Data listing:
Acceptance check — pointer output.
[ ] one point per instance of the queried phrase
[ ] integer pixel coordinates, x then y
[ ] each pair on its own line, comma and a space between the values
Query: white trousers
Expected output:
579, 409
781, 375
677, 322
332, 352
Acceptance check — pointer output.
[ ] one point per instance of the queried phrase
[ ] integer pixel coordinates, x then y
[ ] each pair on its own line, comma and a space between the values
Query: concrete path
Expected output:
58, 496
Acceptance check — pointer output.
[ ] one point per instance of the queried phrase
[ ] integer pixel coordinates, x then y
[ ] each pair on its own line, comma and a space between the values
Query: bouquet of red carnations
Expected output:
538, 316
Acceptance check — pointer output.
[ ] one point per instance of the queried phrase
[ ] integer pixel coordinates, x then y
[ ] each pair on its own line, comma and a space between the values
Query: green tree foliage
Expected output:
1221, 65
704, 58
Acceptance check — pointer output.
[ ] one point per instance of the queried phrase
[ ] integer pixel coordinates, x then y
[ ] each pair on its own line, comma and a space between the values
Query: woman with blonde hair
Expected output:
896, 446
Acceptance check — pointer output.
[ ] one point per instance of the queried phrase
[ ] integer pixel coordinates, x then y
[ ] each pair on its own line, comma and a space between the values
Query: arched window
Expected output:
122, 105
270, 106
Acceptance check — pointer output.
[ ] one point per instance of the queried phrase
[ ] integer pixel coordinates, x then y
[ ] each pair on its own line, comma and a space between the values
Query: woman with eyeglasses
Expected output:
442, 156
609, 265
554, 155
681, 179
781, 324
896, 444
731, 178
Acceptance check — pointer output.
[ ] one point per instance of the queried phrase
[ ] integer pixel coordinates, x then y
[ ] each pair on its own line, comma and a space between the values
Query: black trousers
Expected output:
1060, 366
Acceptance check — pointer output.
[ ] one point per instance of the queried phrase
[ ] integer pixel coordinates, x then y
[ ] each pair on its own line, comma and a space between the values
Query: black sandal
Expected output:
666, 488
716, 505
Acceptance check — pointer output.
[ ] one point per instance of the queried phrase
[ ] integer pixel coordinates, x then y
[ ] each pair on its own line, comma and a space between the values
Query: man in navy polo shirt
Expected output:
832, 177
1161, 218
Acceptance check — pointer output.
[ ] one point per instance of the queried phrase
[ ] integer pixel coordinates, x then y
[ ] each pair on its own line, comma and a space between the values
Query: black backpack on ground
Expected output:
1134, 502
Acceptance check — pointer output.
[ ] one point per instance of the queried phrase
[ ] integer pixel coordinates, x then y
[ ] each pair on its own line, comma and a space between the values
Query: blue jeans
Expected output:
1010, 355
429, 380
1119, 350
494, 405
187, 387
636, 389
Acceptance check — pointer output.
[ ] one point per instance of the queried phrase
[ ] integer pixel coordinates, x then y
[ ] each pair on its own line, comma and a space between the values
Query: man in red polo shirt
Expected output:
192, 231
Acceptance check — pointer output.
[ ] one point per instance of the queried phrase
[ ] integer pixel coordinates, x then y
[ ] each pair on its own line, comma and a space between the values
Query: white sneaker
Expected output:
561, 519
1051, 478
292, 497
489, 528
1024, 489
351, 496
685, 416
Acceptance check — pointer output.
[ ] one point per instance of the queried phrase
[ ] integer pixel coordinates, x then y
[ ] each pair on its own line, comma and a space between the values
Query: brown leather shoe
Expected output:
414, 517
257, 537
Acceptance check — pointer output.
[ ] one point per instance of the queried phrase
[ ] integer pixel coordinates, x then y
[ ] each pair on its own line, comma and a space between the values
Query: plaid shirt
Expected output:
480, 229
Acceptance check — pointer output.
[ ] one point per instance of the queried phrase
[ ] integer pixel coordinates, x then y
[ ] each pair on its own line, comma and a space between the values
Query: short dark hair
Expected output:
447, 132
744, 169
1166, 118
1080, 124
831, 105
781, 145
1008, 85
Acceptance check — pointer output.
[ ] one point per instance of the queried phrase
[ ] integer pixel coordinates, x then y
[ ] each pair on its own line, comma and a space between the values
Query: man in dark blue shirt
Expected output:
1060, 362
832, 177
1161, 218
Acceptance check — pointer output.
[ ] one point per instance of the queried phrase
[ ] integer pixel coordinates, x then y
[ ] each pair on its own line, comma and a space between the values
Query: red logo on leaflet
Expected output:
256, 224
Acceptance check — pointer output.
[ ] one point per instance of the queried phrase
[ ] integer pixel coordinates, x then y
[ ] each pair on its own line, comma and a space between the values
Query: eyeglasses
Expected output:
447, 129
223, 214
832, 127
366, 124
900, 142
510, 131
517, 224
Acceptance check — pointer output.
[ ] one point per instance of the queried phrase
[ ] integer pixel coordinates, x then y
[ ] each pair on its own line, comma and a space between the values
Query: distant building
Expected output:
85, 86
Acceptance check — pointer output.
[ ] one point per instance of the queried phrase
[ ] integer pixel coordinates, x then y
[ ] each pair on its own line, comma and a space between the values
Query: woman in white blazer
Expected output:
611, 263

**AIM OF THE EXERCISE:**
Return every line from the rows above that contains the string "dark", copying each line unchanged.

**WRITTEN ANSWER:**
Query: short dark hair
Query: man in dark blue shirt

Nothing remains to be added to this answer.